- AUFGABENSTELLUNG:
Bitte schreiben Sie aus dem folgenden Ausgangstext die Passage von „Pneumatik sorgt für“ bis „Berg vorwärts hinauf.“ wortgetreu ab.

Pneumatik sorgt für schnelle Ansprechzeiten

„Für die Aktivierung der Sperren sorgt ein elektro-pneumatisches System, das mit Überdruck arbeitet“, erklärt Andreas Reich, Kundenberater beim österreichischen Allradspezialist Achleitner in Wörgl, von dem das Allradsystem im VW Crafter stammt. Dies soll laut Achleitner schneller und stabiler arbeiten als diverse Unterdrucksysteme. Mit etwas Anlauf kriecht der VW Crafter schließlich im zweiten Gang mit der Beharrlichkeit einer Bergziege unbändig den Berg vorwärts hinauf.

- BEREITGESTELLTE DATEN:

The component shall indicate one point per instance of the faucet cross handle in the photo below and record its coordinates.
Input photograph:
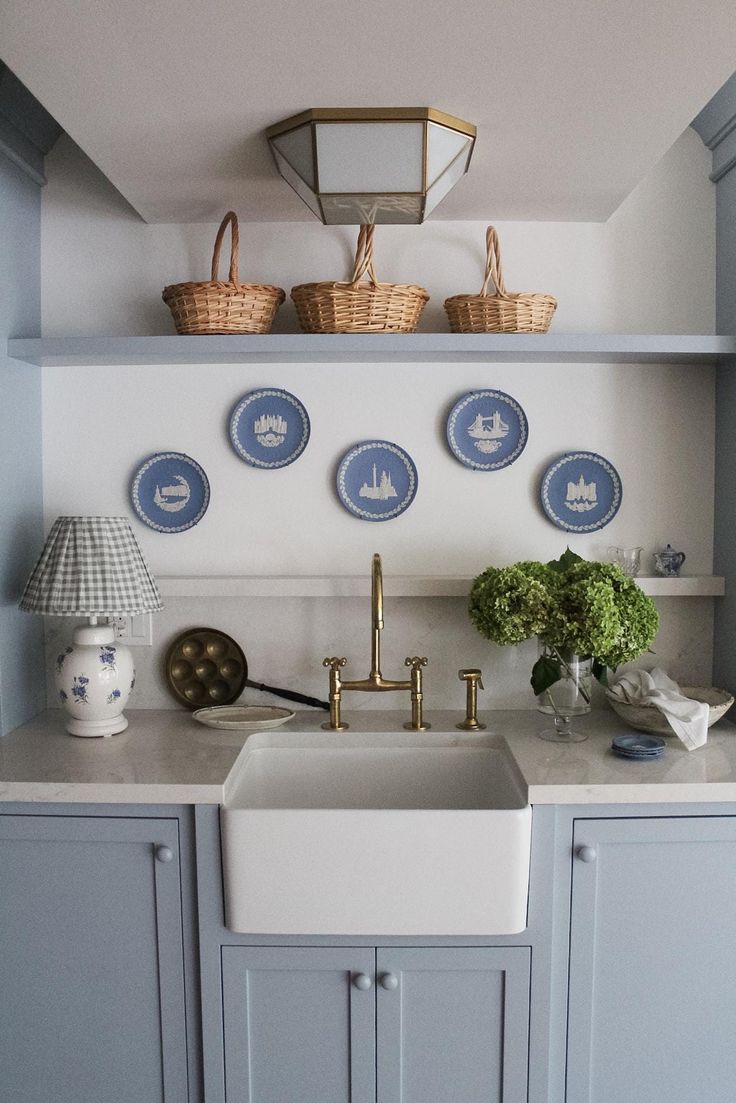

- ANTWORT SIEHE UNTEN:
Pneumatik sorgt für schnelle Ansprechzeiten

„Für die Aktivierung der Sperren sorgt ein elektro-pneumatisches System, das mit Überdruck arbeitet“, erklärt Andreas Reich, Kundenberater beim österreichischen Allradspezialist Achleitner in Wörgl, von dem das Allradsystem im VW Crafter stammt. Dies soll laut Achleitner schneller und stabiler arbeiten als diverse Unterdrucksysteme. Mit etwas Anlauf kriecht der VW Crafter schließlich im zweiten Gang mit der Beharrlichkeit einer Bergziege unbändig den Berg vorwärts hinauf.